EXERCISE INSTRUCTIONS –
Your answer should repeat the entries in full, exactly as given, with no pictures.

[Extracted data entries]
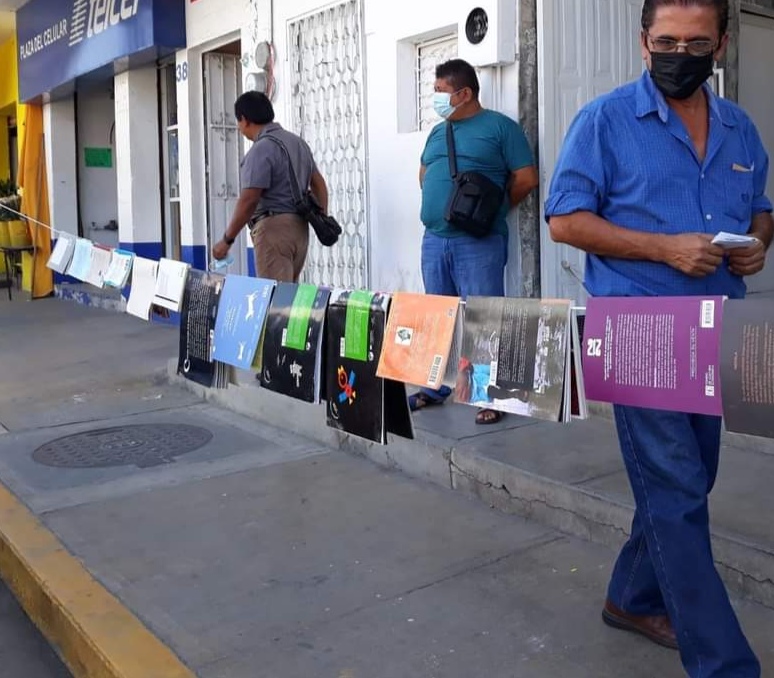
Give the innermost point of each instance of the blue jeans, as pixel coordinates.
(462, 267)
(666, 567)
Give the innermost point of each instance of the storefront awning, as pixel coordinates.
(60, 41)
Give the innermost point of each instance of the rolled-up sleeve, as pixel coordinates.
(760, 202)
(578, 183)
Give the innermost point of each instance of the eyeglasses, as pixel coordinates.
(693, 47)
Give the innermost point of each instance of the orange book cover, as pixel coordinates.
(420, 328)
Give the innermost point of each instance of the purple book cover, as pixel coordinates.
(656, 352)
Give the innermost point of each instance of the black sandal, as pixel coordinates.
(419, 401)
(486, 416)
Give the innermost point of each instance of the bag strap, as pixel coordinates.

SOLUTION TO THIS TASK –
Give the innermost point of each instance of the blue jeans, as pixel coordinates.
(462, 267)
(666, 567)
Give the innermost point of each instance of the storefront awning, as pixel coordinates.
(60, 41)
Give the innermost point of each instance of the rolled-up sleeve, as pixel coordinates.
(760, 202)
(578, 183)
Give the innermost point of each instance of the eyeglasses, as pixel coordinates.
(693, 47)
Give the innermost point of each instance of the orange book cover, as pixel coordinates.
(420, 328)
Give the innermost point of each instance of the purple book cover, as pixel coordinates.
(656, 352)
Give the innermost point of each instance of the black sandal, as pixel coordinates.
(419, 401)
(486, 416)
Give the innermost point of each instance of the bag strap, as pixel coordinates.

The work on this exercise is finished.